▸ Exercise description:
Edit the lines below so that every occurrence of "placing a marker" becomes "putting a dot", with everything else left unchanged.

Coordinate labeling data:
.....
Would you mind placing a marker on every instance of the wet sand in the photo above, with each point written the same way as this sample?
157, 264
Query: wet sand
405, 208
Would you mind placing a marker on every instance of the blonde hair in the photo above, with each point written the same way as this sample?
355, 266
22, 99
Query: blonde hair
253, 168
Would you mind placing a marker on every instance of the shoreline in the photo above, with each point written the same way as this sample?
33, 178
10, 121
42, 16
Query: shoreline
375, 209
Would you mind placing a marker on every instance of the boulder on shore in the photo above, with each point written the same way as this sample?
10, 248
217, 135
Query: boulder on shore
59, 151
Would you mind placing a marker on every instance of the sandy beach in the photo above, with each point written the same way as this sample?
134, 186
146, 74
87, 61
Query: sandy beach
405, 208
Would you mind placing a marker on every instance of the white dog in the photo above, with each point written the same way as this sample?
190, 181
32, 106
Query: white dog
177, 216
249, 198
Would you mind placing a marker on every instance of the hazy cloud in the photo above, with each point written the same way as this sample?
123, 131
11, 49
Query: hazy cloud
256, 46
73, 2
.....
▸ Answer below:
Would you mind putting a dot on every instance of the wet sand in the photo above, with each point written the same way as this sample?
157, 264
Query: wet sand
405, 208
Would you mind putting a dot on every instance of the blonde hair in the photo above, with each point written the same way as this sample?
355, 266
22, 99
Query: blonde hair
253, 168
Would you mind putting a dot on every instance of the shoreline in the photo above, with each point written the same way as this sample?
33, 178
10, 121
42, 16
Query: shoreline
375, 209
Would you mind putting a dot on every instance of the boulder on shore in the photo above, with each point written the same way as this sample?
10, 248
217, 135
Query: boulder on shore
59, 151
Would you mind putting a dot on every instance of the sandy beach in the photo above, with each point written the same way as this sample?
134, 186
146, 74
87, 61
Query: sandy beach
405, 208
Would you mind putting a dot on every instance of the white dog in the photo above, with each point written the same way as this sample?
190, 181
32, 106
Query: white dog
177, 216
249, 198
Would you mind putting a dot on every instance of the hazy cloud in the photo above, with each point written the same way as this sample?
123, 131
11, 49
Query: hazy cloud
256, 46
73, 2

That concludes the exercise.